▸ **Goal**: Express every line of the material below as a JSON list of strings, one string per line, with blank lines omitted and the pictures left out.

-- begin Listing --

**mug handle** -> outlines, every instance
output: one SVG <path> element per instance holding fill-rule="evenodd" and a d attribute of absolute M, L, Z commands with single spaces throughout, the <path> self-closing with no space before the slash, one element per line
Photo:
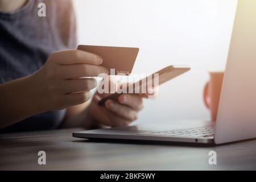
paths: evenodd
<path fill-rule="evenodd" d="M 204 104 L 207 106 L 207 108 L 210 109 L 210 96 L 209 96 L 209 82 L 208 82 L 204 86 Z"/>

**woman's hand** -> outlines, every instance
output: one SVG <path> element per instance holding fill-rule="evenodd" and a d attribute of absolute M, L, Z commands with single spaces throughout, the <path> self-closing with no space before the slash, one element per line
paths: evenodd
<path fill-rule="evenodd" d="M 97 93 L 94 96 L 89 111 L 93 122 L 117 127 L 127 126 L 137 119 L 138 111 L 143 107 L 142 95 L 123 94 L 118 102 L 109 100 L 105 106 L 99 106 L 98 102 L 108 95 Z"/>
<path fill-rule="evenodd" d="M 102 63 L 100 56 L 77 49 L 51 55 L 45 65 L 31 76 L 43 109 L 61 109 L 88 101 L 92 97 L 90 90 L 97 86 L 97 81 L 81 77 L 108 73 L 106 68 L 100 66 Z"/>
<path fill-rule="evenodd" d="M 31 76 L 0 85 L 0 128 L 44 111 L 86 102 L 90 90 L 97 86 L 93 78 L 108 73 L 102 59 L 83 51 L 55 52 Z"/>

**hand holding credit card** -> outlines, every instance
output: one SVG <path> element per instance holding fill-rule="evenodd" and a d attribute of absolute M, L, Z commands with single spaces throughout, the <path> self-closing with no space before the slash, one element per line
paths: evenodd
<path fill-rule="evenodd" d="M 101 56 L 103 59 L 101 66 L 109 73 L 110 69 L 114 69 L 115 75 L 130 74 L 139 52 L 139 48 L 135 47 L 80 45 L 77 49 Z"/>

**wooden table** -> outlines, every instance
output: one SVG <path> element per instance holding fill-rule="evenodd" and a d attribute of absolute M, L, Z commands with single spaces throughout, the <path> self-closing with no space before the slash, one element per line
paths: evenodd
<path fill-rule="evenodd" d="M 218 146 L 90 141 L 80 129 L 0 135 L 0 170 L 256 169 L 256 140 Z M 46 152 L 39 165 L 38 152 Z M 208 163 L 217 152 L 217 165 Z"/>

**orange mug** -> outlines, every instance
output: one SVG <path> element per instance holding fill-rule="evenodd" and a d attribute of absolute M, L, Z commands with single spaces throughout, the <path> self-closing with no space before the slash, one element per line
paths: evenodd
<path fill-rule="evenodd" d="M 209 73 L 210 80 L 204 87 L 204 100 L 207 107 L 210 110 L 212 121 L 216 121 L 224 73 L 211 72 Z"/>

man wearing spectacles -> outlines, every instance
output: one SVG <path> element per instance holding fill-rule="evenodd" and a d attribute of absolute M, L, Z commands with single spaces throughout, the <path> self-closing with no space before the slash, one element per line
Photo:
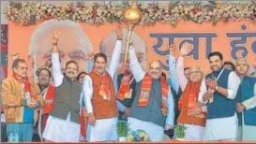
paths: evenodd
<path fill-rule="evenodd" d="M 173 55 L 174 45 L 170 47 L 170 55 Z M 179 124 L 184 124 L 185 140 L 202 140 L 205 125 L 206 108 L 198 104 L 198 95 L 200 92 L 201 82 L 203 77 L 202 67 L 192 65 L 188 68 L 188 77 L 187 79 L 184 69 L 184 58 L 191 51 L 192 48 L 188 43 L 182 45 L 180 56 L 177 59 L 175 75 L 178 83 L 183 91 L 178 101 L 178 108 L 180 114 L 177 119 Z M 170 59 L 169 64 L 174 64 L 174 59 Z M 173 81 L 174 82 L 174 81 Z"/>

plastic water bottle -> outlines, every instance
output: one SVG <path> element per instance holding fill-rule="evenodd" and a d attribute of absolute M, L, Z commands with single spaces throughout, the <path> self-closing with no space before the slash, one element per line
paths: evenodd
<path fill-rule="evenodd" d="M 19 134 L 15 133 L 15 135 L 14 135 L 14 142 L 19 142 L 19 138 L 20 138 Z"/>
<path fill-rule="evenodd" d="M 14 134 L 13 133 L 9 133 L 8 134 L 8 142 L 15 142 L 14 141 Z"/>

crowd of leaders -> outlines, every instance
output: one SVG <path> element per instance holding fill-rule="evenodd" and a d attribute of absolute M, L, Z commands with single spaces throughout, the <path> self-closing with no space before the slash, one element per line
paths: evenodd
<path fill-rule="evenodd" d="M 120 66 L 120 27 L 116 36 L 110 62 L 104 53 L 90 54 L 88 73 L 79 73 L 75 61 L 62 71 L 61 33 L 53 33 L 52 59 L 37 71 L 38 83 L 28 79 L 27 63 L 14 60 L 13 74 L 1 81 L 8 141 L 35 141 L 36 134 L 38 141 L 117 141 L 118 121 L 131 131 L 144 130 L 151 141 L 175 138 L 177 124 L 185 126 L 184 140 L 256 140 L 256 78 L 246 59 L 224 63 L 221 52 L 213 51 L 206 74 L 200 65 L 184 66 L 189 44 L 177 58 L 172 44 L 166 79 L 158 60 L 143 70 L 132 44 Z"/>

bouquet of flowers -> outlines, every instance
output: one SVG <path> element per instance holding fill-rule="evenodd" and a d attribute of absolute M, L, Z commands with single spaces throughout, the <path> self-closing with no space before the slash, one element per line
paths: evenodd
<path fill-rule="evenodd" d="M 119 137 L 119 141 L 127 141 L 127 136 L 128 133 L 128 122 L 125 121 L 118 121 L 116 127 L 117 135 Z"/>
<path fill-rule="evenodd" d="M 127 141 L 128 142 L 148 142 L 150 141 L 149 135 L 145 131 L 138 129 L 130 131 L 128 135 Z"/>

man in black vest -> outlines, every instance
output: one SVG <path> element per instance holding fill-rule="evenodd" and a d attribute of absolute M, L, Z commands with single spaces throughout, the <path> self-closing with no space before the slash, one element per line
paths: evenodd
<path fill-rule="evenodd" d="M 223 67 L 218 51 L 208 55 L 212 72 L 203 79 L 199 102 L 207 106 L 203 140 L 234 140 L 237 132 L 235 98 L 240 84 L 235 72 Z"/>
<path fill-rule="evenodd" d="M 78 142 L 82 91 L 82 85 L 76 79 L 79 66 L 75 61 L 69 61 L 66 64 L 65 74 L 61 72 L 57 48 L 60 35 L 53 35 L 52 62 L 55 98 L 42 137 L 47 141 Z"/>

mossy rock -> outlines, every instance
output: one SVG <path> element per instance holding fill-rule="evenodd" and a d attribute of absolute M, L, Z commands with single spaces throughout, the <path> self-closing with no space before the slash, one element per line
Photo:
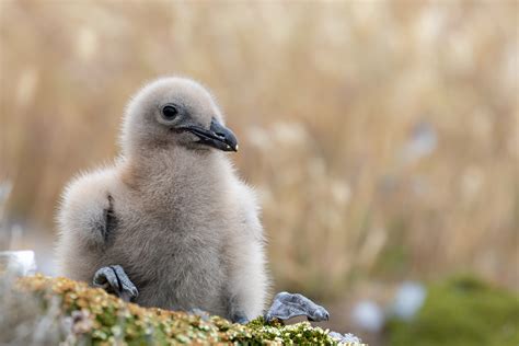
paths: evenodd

-- end Listing --

▸ **Response**:
[
  "**mug handle** -> outlines, every instance",
  "output: one SVG <path> element per instance holding fill-rule=\"evenodd\" and a d attribute of absolute M, L, Z commands with single spaces throughout, the <path> self-closing with no space before the slash, one element per line",
  "Photo:",
  "paths: evenodd",
  "<path fill-rule=\"evenodd\" d=\"M 204 104 L 207 106 L 207 108 L 210 109 L 210 96 L 209 96 L 209 82 L 208 82 L 204 86 Z\"/>",
  "**woman's hand** -> outlines, every instance",
  "output: one SVG <path> element per instance holding fill-rule=\"evenodd\" and a d attribute of absolute M, L, Z commands with single spaces throughout, the <path> self-closing with no space before the slash, one element per line",
  "paths: evenodd",
  "<path fill-rule=\"evenodd\" d=\"M 97 93 L 94 96 L 89 111 L 93 122 L 117 127 L 127 126 L 137 119 L 138 111 L 143 107 L 142 95 L 123 94 L 118 102 L 109 100 L 105 106 L 99 106 L 98 102 L 108 95 Z\"/>",
  "<path fill-rule=\"evenodd\" d=\"M 102 63 L 100 56 L 77 49 L 51 55 L 45 65 L 31 76 L 43 109 L 61 109 L 88 101 L 92 97 L 90 90 L 97 86 L 97 81 L 81 77 L 108 73 L 106 68 L 100 66 Z\"/>",
  "<path fill-rule=\"evenodd\" d=\"M 31 76 L 0 85 L 0 128 L 44 111 L 86 102 L 90 90 L 97 86 L 93 78 L 108 73 L 102 59 L 83 51 L 55 52 Z\"/>",
  "**hand holding credit card** -> outlines, every instance",
  "output: one SVG <path> element per instance holding fill-rule=\"evenodd\" and a d attribute of absolute M, L, Z commands with single spaces throughout, the <path> self-closing with no space before the slash, one element per line",
  "paths: evenodd",
  "<path fill-rule=\"evenodd\" d=\"M 101 56 L 103 59 L 101 66 L 109 73 L 110 69 L 114 69 L 115 75 L 130 74 L 139 52 L 139 48 L 135 47 L 80 45 L 77 49 Z\"/>",
  "**wooden table** -> outlines, every instance",
  "output: one SVG <path> element per instance holding fill-rule=\"evenodd\" and a d attribute of absolute M, L, Z commands with single spaces throughout, the <path> self-closing with no space before the slash, one element per line",
  "paths: evenodd",
  "<path fill-rule=\"evenodd\" d=\"M 218 146 L 90 141 L 80 129 L 0 135 L 0 170 L 256 169 L 256 140 Z M 46 152 L 39 165 L 38 152 Z M 208 163 L 217 152 L 217 165 Z\"/>",
  "**orange mug** -> outlines, every instance",
  "output: one SVG <path> element per instance holding fill-rule=\"evenodd\" and a d attribute of absolute M, L, Z commands with single spaces throughout, the <path> self-closing with no space before the slash, one element per line",
  "paths: evenodd",
  "<path fill-rule=\"evenodd\" d=\"M 209 73 L 210 80 L 204 87 L 204 100 L 207 107 L 210 110 L 212 121 L 216 121 L 224 73 L 211 72 Z\"/>",
  "man wearing spectacles -> outlines, every instance",
  "output: one SVG <path> element per instance holding fill-rule=\"evenodd\" and a d attribute of absolute M, L, Z commands with single spaces throughout, the <path> self-closing with no space before the slash, one element per line",
  "Photo:",
  "paths: evenodd",
  "<path fill-rule=\"evenodd\" d=\"M 173 55 L 174 45 L 170 47 L 170 55 Z M 179 124 L 184 124 L 185 140 L 202 140 L 205 125 L 206 108 L 198 104 L 198 95 L 200 92 L 201 82 L 203 77 L 202 67 L 192 65 L 188 68 L 188 77 L 187 79 L 184 69 L 184 58 L 191 51 L 192 48 L 188 43 L 182 45 L 180 56 L 177 59 L 175 75 L 178 83 L 183 91 L 178 101 L 178 108 L 180 114 L 177 119 Z M 170 59 L 169 64 L 174 64 L 174 59 Z M 173 81 L 174 82 L 174 81 Z\"/>",
  "plastic water bottle -> outlines, every instance",
  "output: one SVG <path> element per instance holding fill-rule=\"evenodd\" and a d attribute of absolute M, L, Z commands with single spaces throughout, the <path> self-closing with no space before the slash, one element per line",
  "paths: evenodd",
  "<path fill-rule=\"evenodd\" d=\"M 19 134 L 15 133 L 15 135 L 14 135 L 14 142 L 19 142 L 19 138 L 20 138 Z\"/>",
  "<path fill-rule=\"evenodd\" d=\"M 14 134 L 13 133 L 9 133 L 8 134 L 8 142 L 15 142 L 14 141 Z\"/>",
  "crowd of leaders -> outlines, every instance",
  "output: one SVG <path> element per instance holding fill-rule=\"evenodd\" and a d attribute of absolute M, L, Z commands with single spaces throughout, the <path> self-closing with no space before the slash, one element per line",
  "paths: evenodd",
  "<path fill-rule=\"evenodd\" d=\"M 120 66 L 120 27 L 116 36 L 110 62 L 104 53 L 90 54 L 88 73 L 79 73 L 75 61 L 62 71 L 61 33 L 53 33 L 52 59 L 37 71 L 38 83 L 28 79 L 27 63 L 14 60 L 13 74 L 1 81 L 8 141 L 35 141 L 36 134 L 38 141 L 117 141 L 118 121 L 131 131 L 144 130 L 151 141 L 175 138 L 177 124 L 185 126 L 184 140 L 256 140 L 256 78 L 246 59 L 224 63 L 221 52 L 213 51 L 206 74 L 200 65 L 184 66 L 189 44 L 177 58 L 172 44 L 166 79 L 158 60 L 143 70 L 132 44 Z\"/>",
  "bouquet of flowers -> outlines, every instance",
  "output: one SVG <path> element per instance holding fill-rule=\"evenodd\" and a d attribute of absolute M, L, Z commands with single spaces throughout, the <path> self-closing with no space before the slash, one element per line",
  "paths: evenodd",
  "<path fill-rule=\"evenodd\" d=\"M 119 137 L 119 141 L 127 141 L 127 136 L 128 133 L 128 122 L 125 121 L 118 121 L 116 127 L 117 135 Z\"/>",
  "<path fill-rule=\"evenodd\" d=\"M 127 141 L 128 142 L 148 142 L 150 141 L 149 135 L 145 131 L 138 129 L 130 131 L 128 135 Z\"/>",
  "man in black vest -> outlines, every instance",
  "output: one SVG <path> element per instance holding fill-rule=\"evenodd\" and a d attribute of absolute M, L, Z commands with single spaces throughout, the <path> self-closing with no space before the slash, one element per line",
  "paths: evenodd",
  "<path fill-rule=\"evenodd\" d=\"M 223 67 L 218 51 L 208 55 L 212 72 L 203 79 L 199 102 L 207 106 L 203 140 L 234 140 L 237 132 L 235 98 L 240 84 L 235 72 Z\"/>",
  "<path fill-rule=\"evenodd\" d=\"M 78 142 L 82 91 L 82 85 L 76 79 L 79 66 L 75 61 L 69 61 L 66 64 L 65 74 L 61 72 L 57 48 L 60 35 L 53 35 L 52 62 L 55 98 L 42 137 L 47 141 Z\"/>",
  "mossy rock -> outlines, every instance",
  "output: one SVG <path> element per instance holding fill-rule=\"evenodd\" and a d attribute of absolute M, L, Z commands with single spaces throughout, the <path> self-closing with no space before the slash, one element per line",
  "Photo:",
  "paths: evenodd"
]